**Exercise instructions:**
1. Reproduce the cancer survivorship summary below from "Cancer Survivorship and" to "DP, Tenney L.".
2. In the cancer survivorship summary below, what does the second research priority concern?

Cancer Survivorship and Employment: Intersection of Oral Agents, Changing Workforce Dynamics, and Employers’ Perspectives.
Authors of this article are:
Bradley CJ, Brown KL, Haan M, Glasgow RE, Newman LS, Rabin B, Ritzwoller DP, Tenney L.
A summary of the article is shown below:
The ability to continue employment during and following cancer diagnosis and treatment is critical to working-age cancer survivors. Prolonged survival combined with concerns of the financial burden associated with high-cost therapies makes the mitigation of work-related consequences all the more relevant, particularly in light of recent workforce trends and evolving employment dynamics. Research that integrates the needs of survivors, employers, and the workforce is required so that advancements are made to support employed cancer survivors. In this commentary, we present four priorities for research to advance what is known about the employment effects of cancer: 1) data needed to understand the impact of emerging treatments and their influence on employment and job performance; 2) cancer survivors in the changing work environment with respect to contractual arrangements and employment in small and medium-sized firms; 3) employers’ perspectives and approaches to implementing workplace policies for cancer survivors; and 4) the development of feasible, scalable, and sustainable workplace interventions that can be implemented to address these issues. The confluence of these factors makes a strong argument for research to advance what is known and what can be done about the employment consequences of cancer.

**Excerpted records:**
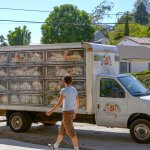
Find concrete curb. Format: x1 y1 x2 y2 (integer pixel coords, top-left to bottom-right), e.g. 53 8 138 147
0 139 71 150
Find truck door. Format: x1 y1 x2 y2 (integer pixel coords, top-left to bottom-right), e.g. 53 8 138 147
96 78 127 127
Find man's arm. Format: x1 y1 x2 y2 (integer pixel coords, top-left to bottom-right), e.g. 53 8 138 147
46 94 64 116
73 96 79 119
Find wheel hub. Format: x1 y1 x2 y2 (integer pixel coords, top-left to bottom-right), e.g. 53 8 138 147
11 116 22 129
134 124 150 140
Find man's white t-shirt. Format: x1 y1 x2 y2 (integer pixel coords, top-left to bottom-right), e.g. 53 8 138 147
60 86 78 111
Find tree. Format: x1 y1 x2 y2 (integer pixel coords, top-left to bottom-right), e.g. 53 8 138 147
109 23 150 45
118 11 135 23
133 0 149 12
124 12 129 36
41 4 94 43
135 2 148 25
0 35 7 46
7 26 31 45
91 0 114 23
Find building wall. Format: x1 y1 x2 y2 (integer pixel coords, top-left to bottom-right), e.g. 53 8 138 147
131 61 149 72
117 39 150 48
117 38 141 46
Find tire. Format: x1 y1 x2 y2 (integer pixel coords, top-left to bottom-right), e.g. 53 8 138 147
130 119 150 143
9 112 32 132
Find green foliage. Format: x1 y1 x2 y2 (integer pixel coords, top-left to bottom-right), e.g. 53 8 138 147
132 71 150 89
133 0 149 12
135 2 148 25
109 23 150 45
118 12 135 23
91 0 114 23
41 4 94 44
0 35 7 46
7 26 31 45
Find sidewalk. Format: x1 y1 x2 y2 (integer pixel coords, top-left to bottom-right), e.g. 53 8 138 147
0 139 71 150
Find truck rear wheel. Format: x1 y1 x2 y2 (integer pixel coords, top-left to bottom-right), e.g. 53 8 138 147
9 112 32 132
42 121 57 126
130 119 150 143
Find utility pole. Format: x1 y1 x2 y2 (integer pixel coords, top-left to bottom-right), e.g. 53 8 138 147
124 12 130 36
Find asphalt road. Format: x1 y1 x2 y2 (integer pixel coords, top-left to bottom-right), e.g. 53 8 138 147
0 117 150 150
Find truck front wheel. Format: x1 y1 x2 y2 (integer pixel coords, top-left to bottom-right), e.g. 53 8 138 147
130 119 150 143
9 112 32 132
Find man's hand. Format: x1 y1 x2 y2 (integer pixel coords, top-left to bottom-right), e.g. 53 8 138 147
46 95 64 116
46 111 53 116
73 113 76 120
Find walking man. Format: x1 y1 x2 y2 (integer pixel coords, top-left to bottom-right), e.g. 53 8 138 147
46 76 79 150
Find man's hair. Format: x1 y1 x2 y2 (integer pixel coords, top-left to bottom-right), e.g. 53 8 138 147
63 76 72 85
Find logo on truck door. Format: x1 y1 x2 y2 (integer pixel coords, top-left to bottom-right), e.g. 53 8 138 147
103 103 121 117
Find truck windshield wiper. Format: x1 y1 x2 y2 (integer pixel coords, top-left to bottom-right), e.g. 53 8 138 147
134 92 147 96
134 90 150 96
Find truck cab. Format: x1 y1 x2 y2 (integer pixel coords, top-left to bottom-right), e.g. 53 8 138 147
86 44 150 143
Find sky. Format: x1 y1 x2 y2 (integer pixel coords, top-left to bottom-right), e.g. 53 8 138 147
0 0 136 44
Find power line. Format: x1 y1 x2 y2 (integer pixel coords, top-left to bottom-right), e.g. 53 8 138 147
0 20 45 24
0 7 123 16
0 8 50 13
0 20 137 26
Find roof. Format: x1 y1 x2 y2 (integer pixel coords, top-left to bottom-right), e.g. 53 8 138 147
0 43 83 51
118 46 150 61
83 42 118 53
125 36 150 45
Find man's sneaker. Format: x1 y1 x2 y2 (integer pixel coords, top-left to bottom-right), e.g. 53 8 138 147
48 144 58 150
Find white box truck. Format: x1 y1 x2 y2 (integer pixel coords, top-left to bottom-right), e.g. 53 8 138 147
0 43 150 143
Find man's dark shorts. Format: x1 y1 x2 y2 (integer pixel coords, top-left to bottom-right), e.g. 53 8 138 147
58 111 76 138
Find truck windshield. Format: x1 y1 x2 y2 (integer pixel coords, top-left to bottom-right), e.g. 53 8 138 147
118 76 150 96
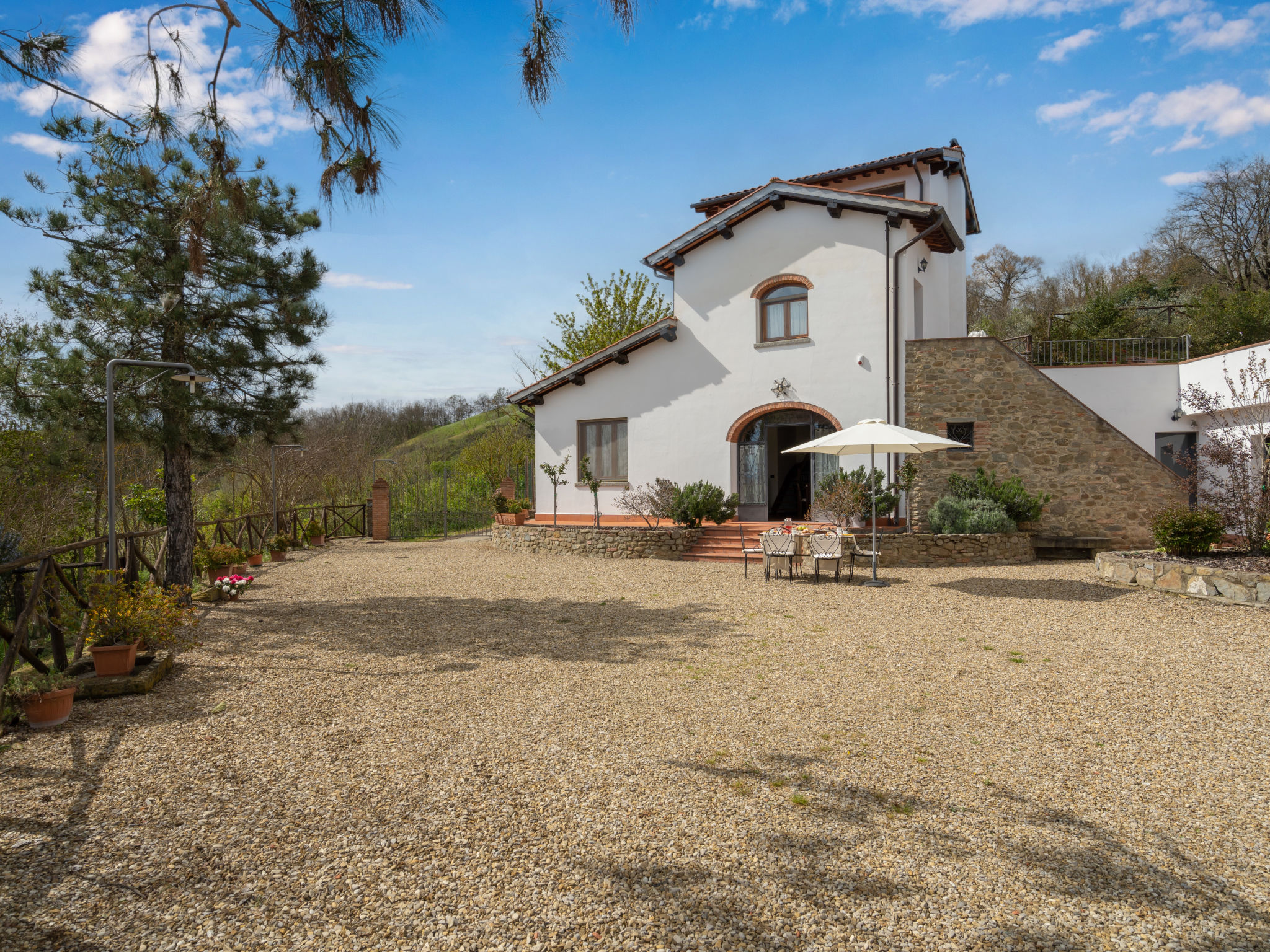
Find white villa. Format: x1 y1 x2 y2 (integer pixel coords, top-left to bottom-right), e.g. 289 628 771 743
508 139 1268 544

**Answers by task:**
1.
Cancer Survivorship and Employment: Intersection of Oral Agents, Changing Workforce Dynamics, and Employers’ Perspectives.
Authors of this article are:
Bradley CJ, Brown KL, Haan M, Glasgow RE, Newman LS, Rabin B, Ritzwoller DP, Tenney L.

2. Cancer survivors in the changing work environment, specifically contractual arrangements and employment in small and medium-sized firms.